**指示と条件**
善光寺のお朝事についての文章を、最後の文の後から続けて書きなさい。

**文書抜粋**

──────────────────────────────

お朝事とは、善光寺本堂で行われる法要。毎朝欠かすことなく、日の出とともに開始される。元々は本堂に泊まって、そのままお朝事に参列していたというが、本堂での宿泊が禁止になってからは宿坊が宿泊と案内を受け持つようになった。お朝事は約1時間行われる。善光寺は無宗派の寺だが、天台宗と浄土宗のお坊さんたちによって日々法要が行われている。
善光寺の敷地内に入ると、座って一列に並ぶように言われた。門の中からお坊さんの行列が出てきた。これは「お数珠頂戴」の儀式というそうで、お朝事の導師を務める善光寺の住職が、信徒の頭を数珠で撫でて功徳を授けるもの。お朝事の前後の往復で行われるが、帰りはタイミングが難しいので、確実に受けたければ朝がいい。

──────────────────────────────

**記録情報**
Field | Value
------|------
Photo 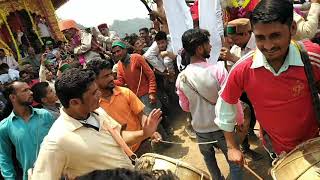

──────────────────────────────

**演習結果**
善光寺で忘れてはいけないのが「お戒壇めぐり」。本堂の下の暗い通路を歩いていき、「極楽のお錠前」と呼ばれる鍵に触れると、極楽往生が約束されるという。通路は真っ暗で何も見えない。触れることができない人もいるらしい。そもそも「お戒壇めぐり」自体を忘れそうになるので注意が必要だ。
宿坊に戻ったら、朝食が用意されていた。さっさと片付けて、次の目的地に急ぐ。この日も予定がぎっしりと詰まっている。初日からつめこみ気味の旅行だったが、ほんとうに忙しいのはこの日だった。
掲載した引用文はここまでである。